:: Exercise goal ::
In the passage on Russell Shepard at LSU, how long was the touchdown run he opened last season with against North Carolina?

Shepard enrolled early, and as expected, Les Miles moved Shepard over to receiver, but he did allow him to play some quarterback in the spring and worked him as the Wildcat quarterback.
LSU learned real fast that Shepard can be that everything, impact player they need in this league. During his freshman campaign, Shepard took direct snaps at quarterback, screens at wide receiver and reverses from the slot, but even still, LSU’s offense never has quite figured out to how to fully use him as a staple and playmaker.
Former LSU Offensive Coordinator Gary Crowton never could quite figure out how to maximize Shepard’s ability, and that might be part of the reason the offense has been rather suppressed during the latter portion of his tenure.
So, here we are – Russell Shepard is yet again entering another SEC season figured to bring big things for this LSU offense.
However, the new guy in town – OC Steve Kragthorpe – could be the best thing that ever happened to Shepard at LSU. Shepard has settled nicely into his receiver role this spring, and he certainly hopes this passing game can pick it up.
Last season, Shepard started things off with a 50-yard touchdown run against North Carolina, and he caught his first touchdown pass against the Tar Heels later in the game. That was the only receiving touchdown on the year for Shepard – believe it or not.
For the life of me, I cannot believe we are still talking about Shepard hopefully being a breakout player in 2011.

:: Records provided ::
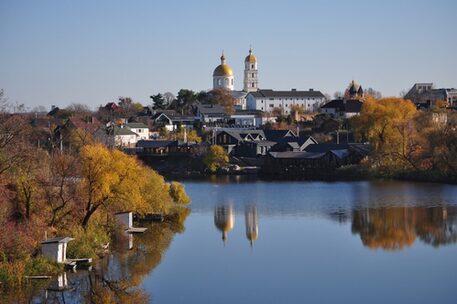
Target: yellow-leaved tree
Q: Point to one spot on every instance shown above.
(119, 182)
(388, 125)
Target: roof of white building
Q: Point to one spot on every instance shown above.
(286, 94)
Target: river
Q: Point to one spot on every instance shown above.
(287, 242)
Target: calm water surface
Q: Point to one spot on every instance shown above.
(297, 242)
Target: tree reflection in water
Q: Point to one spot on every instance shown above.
(117, 277)
(394, 228)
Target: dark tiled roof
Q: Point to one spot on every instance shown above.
(323, 148)
(136, 125)
(287, 94)
(156, 143)
(297, 155)
(242, 134)
(208, 109)
(60, 239)
(348, 106)
(123, 131)
(278, 135)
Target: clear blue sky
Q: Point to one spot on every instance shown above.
(61, 52)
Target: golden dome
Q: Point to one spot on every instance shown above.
(250, 58)
(223, 70)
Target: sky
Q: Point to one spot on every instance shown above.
(62, 52)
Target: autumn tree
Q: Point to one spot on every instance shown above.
(158, 102)
(116, 181)
(388, 125)
(216, 158)
(178, 193)
(224, 98)
(59, 187)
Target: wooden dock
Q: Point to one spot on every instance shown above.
(136, 230)
(38, 277)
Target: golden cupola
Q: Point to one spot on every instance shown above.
(223, 69)
(251, 57)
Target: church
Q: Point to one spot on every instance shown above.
(253, 98)
(223, 78)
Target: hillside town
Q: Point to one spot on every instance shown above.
(294, 133)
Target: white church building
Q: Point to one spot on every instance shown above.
(253, 98)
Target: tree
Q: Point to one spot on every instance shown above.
(224, 98)
(79, 108)
(116, 181)
(158, 101)
(387, 124)
(178, 194)
(59, 187)
(216, 158)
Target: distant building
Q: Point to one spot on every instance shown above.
(354, 91)
(269, 100)
(348, 106)
(139, 128)
(423, 95)
(341, 108)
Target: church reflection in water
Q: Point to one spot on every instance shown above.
(386, 228)
(252, 223)
(224, 220)
(394, 228)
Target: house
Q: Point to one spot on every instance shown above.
(139, 128)
(342, 108)
(56, 249)
(230, 139)
(124, 137)
(210, 113)
(251, 143)
(316, 160)
(164, 147)
(172, 121)
(293, 143)
(125, 219)
(269, 100)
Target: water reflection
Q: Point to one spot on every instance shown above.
(117, 277)
(224, 219)
(395, 228)
(252, 223)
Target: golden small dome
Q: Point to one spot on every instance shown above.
(250, 58)
(223, 70)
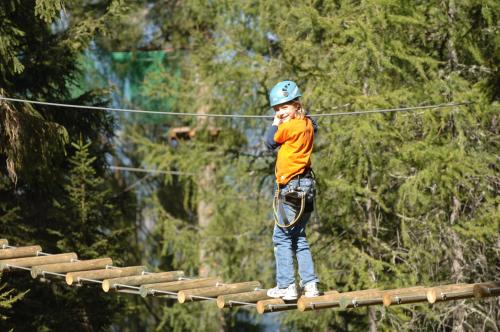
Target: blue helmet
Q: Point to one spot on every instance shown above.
(282, 92)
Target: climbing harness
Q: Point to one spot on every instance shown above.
(295, 196)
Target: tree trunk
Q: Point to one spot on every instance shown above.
(457, 267)
(205, 212)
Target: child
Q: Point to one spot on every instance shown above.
(293, 132)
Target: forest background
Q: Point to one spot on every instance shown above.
(404, 198)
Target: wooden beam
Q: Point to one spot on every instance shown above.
(405, 295)
(85, 265)
(450, 292)
(273, 305)
(72, 277)
(486, 289)
(109, 284)
(190, 294)
(224, 301)
(176, 286)
(32, 261)
(332, 299)
(19, 252)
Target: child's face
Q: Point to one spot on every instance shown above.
(286, 111)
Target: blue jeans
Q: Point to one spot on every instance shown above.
(292, 241)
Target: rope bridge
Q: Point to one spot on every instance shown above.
(249, 294)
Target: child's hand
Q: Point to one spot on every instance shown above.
(277, 120)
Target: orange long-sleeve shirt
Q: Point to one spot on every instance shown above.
(294, 156)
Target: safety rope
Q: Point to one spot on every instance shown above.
(400, 109)
(297, 216)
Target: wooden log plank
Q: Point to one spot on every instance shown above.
(109, 284)
(274, 305)
(405, 295)
(332, 299)
(225, 301)
(450, 292)
(486, 289)
(28, 251)
(84, 265)
(190, 294)
(176, 286)
(32, 261)
(72, 277)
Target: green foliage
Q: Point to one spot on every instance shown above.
(404, 199)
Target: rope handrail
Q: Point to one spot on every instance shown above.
(389, 110)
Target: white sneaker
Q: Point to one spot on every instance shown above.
(311, 289)
(289, 293)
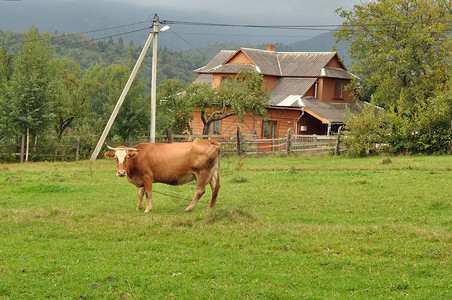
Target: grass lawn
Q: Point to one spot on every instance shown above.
(283, 228)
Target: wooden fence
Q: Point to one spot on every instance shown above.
(252, 144)
(237, 143)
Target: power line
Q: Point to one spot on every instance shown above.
(102, 38)
(323, 27)
(89, 31)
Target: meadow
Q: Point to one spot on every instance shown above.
(283, 228)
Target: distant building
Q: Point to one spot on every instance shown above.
(307, 91)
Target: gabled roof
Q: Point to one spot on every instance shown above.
(297, 72)
(330, 112)
(272, 63)
(286, 87)
(218, 60)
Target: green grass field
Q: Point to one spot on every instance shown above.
(283, 228)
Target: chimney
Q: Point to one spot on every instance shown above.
(270, 47)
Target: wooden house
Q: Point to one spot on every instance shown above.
(307, 91)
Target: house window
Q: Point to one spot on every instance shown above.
(215, 127)
(269, 129)
(233, 77)
(338, 89)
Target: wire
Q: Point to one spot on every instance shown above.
(86, 32)
(100, 38)
(324, 27)
(197, 49)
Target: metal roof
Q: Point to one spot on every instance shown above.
(217, 61)
(283, 64)
(331, 111)
(336, 73)
(303, 64)
(287, 86)
(204, 78)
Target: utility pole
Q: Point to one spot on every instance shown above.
(155, 32)
(121, 98)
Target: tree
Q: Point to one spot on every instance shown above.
(30, 104)
(68, 94)
(237, 96)
(6, 60)
(174, 112)
(400, 51)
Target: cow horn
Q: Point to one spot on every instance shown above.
(111, 148)
(132, 149)
(125, 148)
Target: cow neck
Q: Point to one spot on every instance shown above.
(130, 166)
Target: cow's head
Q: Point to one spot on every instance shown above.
(122, 155)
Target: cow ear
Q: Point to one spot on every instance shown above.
(110, 154)
(133, 154)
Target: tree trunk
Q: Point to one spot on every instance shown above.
(28, 145)
(22, 148)
(205, 130)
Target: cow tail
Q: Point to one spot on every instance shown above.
(216, 168)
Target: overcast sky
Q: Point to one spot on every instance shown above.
(84, 15)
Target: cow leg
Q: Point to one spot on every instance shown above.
(215, 185)
(140, 198)
(215, 182)
(201, 181)
(148, 190)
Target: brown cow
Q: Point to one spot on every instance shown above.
(173, 164)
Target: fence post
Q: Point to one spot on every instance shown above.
(168, 135)
(336, 148)
(77, 150)
(22, 148)
(239, 141)
(288, 142)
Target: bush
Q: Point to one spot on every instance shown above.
(365, 131)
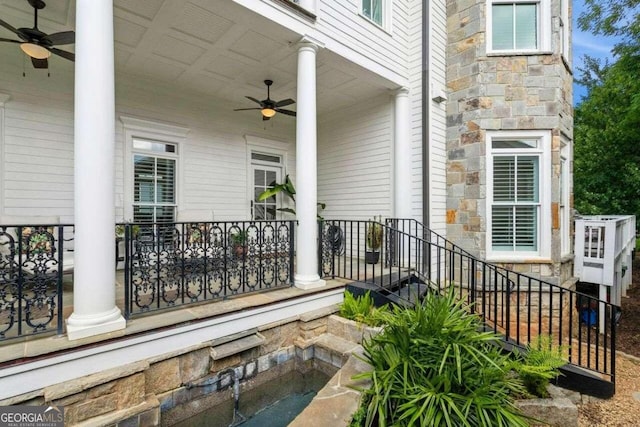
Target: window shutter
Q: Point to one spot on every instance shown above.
(514, 215)
(502, 38)
(526, 26)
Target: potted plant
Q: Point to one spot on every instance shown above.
(238, 240)
(374, 241)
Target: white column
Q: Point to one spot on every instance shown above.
(402, 155)
(94, 293)
(306, 276)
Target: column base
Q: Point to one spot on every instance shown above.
(308, 281)
(82, 326)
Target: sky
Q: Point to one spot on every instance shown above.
(585, 43)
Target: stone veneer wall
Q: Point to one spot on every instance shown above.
(520, 92)
(153, 392)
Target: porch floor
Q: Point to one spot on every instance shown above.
(46, 345)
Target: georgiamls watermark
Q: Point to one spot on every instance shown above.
(31, 416)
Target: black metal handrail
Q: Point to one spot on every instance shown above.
(173, 264)
(32, 265)
(518, 306)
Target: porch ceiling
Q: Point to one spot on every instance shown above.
(214, 48)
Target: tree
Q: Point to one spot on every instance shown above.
(617, 18)
(607, 138)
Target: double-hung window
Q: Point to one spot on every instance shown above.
(373, 9)
(518, 195)
(378, 12)
(518, 25)
(154, 181)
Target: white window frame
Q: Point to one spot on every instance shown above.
(543, 151)
(272, 147)
(564, 207)
(544, 28)
(387, 10)
(135, 128)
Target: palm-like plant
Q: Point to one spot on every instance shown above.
(432, 366)
(288, 189)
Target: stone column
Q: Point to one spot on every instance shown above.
(402, 155)
(94, 292)
(306, 276)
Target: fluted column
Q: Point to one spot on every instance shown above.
(94, 292)
(306, 275)
(402, 155)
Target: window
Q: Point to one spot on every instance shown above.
(518, 195)
(518, 26)
(372, 9)
(267, 172)
(154, 181)
(152, 167)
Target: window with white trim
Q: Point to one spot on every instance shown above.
(373, 9)
(518, 196)
(377, 11)
(153, 154)
(154, 181)
(515, 26)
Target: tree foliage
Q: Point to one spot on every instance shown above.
(617, 18)
(607, 138)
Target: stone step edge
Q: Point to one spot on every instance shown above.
(237, 346)
(336, 345)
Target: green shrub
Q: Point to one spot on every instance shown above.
(361, 309)
(539, 364)
(432, 367)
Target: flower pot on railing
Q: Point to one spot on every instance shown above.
(374, 241)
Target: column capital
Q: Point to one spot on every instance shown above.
(401, 91)
(309, 42)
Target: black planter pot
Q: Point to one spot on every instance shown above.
(371, 257)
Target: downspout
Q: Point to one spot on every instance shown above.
(425, 115)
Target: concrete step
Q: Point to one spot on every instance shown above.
(237, 346)
(332, 349)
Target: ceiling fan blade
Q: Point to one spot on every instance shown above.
(65, 37)
(285, 102)
(66, 55)
(8, 27)
(287, 112)
(253, 99)
(37, 4)
(40, 63)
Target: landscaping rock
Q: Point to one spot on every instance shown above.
(559, 412)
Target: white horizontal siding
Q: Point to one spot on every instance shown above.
(355, 160)
(38, 149)
(341, 21)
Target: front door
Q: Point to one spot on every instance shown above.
(264, 177)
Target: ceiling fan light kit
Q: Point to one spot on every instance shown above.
(38, 45)
(268, 107)
(35, 51)
(268, 112)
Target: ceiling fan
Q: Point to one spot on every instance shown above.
(38, 45)
(269, 107)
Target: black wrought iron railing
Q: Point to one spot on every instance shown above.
(173, 264)
(33, 261)
(518, 306)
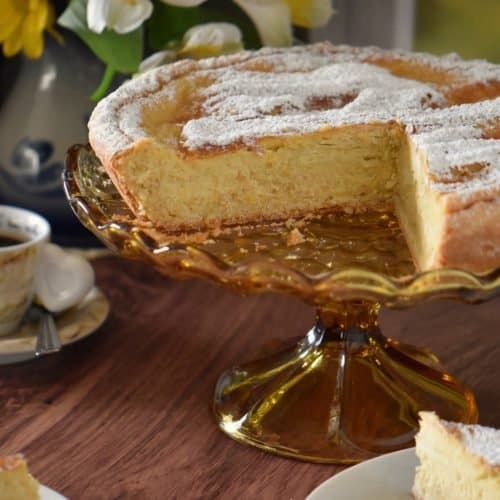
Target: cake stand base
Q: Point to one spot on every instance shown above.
(342, 394)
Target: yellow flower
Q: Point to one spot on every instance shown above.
(22, 24)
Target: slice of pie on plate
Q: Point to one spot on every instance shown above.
(457, 461)
(16, 483)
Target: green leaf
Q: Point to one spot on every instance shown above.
(122, 52)
(168, 23)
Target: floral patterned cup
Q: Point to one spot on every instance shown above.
(29, 265)
(18, 262)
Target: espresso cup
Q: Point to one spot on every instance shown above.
(29, 264)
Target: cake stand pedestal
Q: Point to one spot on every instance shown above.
(343, 393)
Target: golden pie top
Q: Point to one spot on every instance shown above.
(448, 107)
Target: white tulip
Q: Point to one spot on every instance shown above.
(211, 39)
(271, 18)
(121, 16)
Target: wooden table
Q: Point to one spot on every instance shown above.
(125, 413)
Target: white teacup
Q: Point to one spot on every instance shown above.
(29, 264)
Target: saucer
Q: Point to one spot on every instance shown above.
(74, 324)
(388, 477)
(48, 494)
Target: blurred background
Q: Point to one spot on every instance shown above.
(45, 105)
(469, 28)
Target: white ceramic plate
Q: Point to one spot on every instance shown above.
(388, 477)
(73, 325)
(48, 494)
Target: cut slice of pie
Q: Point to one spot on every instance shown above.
(457, 461)
(16, 483)
(280, 133)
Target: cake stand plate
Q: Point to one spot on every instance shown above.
(343, 393)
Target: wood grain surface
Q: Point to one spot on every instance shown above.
(125, 413)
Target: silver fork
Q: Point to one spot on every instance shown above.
(47, 338)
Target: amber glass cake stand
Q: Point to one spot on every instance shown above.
(344, 392)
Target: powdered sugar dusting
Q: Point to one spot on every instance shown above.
(304, 89)
(481, 441)
(246, 105)
(451, 139)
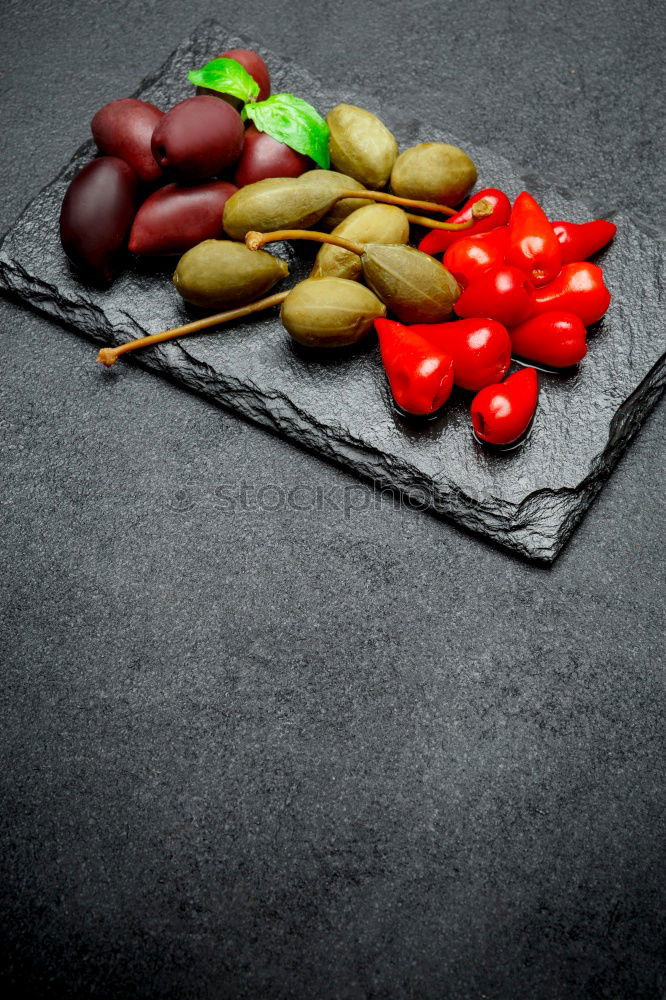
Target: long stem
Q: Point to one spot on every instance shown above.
(394, 199)
(480, 210)
(451, 227)
(109, 355)
(255, 241)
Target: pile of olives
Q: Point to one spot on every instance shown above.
(198, 179)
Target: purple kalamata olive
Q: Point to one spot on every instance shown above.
(176, 218)
(125, 128)
(96, 216)
(198, 138)
(263, 156)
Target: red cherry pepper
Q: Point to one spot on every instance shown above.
(578, 288)
(554, 338)
(420, 374)
(439, 239)
(480, 348)
(533, 245)
(578, 241)
(502, 293)
(502, 413)
(467, 258)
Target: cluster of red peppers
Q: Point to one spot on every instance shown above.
(527, 290)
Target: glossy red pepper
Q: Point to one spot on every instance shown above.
(502, 293)
(554, 338)
(533, 245)
(578, 241)
(419, 373)
(467, 258)
(502, 413)
(439, 239)
(480, 348)
(578, 288)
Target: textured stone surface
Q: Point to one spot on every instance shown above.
(264, 751)
(528, 500)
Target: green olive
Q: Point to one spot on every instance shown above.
(336, 182)
(217, 274)
(361, 145)
(434, 171)
(375, 223)
(415, 286)
(330, 312)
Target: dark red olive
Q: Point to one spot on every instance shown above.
(198, 138)
(125, 128)
(176, 218)
(96, 216)
(264, 156)
(257, 69)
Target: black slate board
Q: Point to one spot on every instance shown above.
(528, 500)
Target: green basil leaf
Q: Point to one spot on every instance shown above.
(227, 76)
(294, 122)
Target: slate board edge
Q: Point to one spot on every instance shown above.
(546, 517)
(536, 529)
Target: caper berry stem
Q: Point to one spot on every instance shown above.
(480, 210)
(452, 227)
(255, 241)
(394, 199)
(109, 355)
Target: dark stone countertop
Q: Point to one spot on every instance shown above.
(253, 750)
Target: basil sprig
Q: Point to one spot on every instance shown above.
(294, 122)
(227, 76)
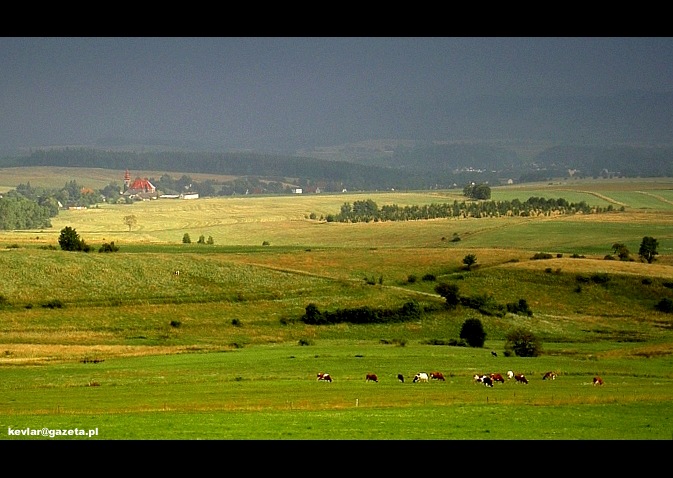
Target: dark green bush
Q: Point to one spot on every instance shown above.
(664, 305)
(53, 304)
(473, 333)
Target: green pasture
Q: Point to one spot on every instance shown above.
(118, 342)
(270, 392)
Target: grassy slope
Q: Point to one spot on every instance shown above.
(240, 299)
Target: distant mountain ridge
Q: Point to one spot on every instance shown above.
(396, 144)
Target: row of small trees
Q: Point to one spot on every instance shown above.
(186, 239)
(69, 240)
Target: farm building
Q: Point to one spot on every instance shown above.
(140, 188)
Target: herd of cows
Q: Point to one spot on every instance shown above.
(487, 379)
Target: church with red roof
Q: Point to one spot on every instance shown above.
(141, 188)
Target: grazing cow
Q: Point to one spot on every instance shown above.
(485, 379)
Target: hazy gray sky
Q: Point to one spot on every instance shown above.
(60, 90)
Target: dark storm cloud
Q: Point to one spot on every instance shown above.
(235, 91)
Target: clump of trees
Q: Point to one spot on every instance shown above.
(477, 191)
(485, 303)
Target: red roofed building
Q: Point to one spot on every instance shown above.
(140, 188)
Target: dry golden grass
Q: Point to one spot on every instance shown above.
(35, 354)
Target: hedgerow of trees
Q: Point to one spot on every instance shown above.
(368, 211)
(362, 315)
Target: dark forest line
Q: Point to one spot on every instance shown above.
(437, 166)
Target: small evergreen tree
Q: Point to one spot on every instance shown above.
(648, 249)
(469, 260)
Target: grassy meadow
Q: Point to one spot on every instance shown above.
(117, 342)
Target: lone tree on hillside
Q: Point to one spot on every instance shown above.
(622, 251)
(450, 293)
(648, 249)
(522, 343)
(473, 333)
(130, 221)
(469, 260)
(69, 240)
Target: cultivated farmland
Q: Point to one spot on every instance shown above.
(119, 342)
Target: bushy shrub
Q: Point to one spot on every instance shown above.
(520, 307)
(69, 240)
(473, 333)
(664, 305)
(53, 304)
(108, 247)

:: Written reply ::
50 yards.